Data to use:

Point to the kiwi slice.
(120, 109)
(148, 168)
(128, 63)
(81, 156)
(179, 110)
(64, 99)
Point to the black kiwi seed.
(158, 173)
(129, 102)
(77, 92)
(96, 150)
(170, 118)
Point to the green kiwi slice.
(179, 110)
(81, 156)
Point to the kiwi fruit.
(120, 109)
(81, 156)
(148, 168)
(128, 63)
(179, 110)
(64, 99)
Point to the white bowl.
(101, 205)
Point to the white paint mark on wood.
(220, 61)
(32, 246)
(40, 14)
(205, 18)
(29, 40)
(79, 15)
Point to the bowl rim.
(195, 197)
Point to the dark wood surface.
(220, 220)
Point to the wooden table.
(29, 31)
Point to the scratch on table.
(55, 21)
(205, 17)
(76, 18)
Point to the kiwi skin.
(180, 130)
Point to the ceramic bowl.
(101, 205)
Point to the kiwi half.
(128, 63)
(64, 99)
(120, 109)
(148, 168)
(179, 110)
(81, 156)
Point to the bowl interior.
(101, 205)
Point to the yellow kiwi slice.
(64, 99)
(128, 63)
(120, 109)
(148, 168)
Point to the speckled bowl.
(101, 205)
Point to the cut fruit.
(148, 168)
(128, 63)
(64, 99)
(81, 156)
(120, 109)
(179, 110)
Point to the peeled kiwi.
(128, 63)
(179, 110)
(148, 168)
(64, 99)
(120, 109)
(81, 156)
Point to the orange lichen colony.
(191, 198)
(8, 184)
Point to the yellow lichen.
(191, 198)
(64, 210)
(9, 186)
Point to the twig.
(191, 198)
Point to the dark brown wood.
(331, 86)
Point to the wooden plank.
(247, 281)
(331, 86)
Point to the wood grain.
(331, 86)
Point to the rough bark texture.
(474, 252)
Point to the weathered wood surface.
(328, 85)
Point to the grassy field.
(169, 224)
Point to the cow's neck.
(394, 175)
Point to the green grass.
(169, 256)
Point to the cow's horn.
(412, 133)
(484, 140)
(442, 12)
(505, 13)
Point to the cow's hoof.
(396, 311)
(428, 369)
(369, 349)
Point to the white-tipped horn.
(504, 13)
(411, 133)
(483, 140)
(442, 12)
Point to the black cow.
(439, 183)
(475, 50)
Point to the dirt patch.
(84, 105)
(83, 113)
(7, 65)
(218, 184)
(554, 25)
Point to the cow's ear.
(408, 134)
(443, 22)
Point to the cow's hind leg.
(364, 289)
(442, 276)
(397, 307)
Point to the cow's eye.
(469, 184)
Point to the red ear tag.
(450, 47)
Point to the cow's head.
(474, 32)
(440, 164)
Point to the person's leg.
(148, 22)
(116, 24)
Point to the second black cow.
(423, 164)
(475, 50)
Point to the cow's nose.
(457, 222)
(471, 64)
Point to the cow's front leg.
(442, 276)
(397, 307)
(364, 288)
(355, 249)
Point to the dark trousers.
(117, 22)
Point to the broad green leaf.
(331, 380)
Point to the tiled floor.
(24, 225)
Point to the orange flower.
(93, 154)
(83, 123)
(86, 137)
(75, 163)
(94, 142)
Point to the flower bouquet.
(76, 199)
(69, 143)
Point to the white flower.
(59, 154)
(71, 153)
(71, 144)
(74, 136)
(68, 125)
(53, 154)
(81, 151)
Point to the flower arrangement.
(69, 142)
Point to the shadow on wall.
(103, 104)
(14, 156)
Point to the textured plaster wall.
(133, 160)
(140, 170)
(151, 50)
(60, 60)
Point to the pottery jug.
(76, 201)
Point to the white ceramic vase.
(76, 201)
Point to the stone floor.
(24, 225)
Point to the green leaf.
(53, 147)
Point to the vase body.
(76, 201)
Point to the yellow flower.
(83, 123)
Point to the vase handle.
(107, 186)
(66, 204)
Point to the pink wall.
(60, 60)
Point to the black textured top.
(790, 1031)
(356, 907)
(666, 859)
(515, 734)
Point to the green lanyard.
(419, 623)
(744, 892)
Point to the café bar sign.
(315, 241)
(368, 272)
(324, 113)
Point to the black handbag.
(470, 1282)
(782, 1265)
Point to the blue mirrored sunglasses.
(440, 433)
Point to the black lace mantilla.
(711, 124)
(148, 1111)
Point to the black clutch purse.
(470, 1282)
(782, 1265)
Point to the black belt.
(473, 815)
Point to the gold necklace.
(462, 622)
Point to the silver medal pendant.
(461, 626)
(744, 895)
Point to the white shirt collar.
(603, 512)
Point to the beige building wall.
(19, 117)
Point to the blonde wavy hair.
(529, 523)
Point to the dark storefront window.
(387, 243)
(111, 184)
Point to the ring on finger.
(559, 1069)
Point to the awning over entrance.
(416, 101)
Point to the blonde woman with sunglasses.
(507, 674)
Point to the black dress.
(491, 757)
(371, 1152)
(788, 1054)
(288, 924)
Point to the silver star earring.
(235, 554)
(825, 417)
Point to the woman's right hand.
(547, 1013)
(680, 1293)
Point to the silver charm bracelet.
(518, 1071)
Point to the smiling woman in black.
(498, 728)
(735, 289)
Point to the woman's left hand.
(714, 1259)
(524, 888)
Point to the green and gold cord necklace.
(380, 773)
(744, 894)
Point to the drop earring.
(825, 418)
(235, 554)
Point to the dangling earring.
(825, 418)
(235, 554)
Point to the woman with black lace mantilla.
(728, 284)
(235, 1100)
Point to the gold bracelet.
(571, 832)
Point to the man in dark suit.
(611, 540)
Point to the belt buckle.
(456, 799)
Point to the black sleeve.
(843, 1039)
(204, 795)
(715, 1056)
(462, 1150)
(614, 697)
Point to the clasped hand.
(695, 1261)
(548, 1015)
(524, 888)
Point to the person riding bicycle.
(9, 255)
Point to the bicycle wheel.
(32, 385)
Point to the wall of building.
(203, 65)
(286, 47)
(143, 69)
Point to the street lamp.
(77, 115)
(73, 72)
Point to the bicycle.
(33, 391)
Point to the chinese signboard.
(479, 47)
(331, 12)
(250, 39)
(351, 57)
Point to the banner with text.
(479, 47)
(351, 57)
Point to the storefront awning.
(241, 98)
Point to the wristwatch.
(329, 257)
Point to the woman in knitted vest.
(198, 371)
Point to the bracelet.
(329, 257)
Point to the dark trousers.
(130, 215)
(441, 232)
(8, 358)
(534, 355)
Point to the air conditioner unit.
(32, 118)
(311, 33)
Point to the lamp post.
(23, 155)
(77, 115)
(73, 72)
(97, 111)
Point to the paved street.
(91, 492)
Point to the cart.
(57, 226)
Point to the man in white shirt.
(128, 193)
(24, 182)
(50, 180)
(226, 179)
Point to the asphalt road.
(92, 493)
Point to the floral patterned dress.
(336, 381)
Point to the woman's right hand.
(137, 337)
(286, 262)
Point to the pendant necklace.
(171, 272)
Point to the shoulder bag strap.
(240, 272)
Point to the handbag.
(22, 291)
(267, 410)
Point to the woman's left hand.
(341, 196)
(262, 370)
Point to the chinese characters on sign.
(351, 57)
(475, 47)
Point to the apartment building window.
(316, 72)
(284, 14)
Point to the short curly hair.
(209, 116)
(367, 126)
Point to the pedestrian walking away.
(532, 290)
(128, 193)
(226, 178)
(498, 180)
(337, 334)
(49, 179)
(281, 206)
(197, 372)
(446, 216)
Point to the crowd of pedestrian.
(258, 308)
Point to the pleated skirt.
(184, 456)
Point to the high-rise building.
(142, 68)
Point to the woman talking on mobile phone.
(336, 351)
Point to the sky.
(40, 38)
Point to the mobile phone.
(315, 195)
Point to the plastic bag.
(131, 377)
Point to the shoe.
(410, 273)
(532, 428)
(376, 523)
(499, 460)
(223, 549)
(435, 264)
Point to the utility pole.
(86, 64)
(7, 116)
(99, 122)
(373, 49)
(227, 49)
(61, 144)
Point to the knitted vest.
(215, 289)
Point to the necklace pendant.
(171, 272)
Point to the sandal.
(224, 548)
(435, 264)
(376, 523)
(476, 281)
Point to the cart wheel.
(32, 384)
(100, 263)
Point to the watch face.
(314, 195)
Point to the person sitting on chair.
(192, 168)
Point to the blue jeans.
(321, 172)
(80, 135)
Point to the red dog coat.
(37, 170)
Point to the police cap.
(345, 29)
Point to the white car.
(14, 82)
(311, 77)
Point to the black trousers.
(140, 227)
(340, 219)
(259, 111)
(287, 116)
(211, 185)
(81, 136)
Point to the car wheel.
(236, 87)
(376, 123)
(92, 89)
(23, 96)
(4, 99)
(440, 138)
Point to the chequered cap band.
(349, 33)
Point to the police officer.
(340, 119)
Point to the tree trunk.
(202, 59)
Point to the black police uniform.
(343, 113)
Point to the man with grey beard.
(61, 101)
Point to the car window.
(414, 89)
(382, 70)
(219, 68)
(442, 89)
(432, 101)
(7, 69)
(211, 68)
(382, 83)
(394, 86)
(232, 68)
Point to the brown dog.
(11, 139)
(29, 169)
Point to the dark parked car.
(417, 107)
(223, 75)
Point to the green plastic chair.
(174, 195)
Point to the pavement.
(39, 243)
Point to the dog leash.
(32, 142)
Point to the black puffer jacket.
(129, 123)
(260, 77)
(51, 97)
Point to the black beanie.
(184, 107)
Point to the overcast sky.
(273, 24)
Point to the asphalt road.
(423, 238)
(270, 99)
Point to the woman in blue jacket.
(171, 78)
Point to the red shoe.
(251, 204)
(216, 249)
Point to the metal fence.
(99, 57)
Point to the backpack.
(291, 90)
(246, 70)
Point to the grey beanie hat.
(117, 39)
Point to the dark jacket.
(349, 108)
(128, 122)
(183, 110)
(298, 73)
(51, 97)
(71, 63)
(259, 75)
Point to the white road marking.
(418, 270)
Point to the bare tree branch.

Brief:
Beginning at the line with "Point to the brown dog.", write out each line exactly as it stands until the listing ends, and add nothing.

Answer for the task:
Point to the brown dog.
(11, 139)
(29, 169)
Point to the dark parked car.
(417, 107)
(223, 75)
Point to the green plastic chair.
(174, 195)
Point to the pavement.
(39, 243)
Point to the dog leash.
(32, 142)
Point to the black puffer jacket.
(129, 123)
(260, 77)
(51, 97)
Point to the black beanie.
(184, 107)
Point to the overcast sky.
(273, 24)
Point to the asphalt road.
(423, 238)
(270, 99)
Point to the woman in blue jacket.
(171, 78)
Point to the red shoe.
(251, 204)
(216, 249)
Point to the metal fence.
(99, 57)
Point to the backpack.
(291, 90)
(246, 70)
Point to the grey beanie hat.
(117, 39)
Point to the dark jacket.
(349, 108)
(128, 122)
(183, 110)
(298, 73)
(51, 97)
(71, 63)
(259, 75)
Point to the white road marking.
(418, 270)
Point to the bare tree branch.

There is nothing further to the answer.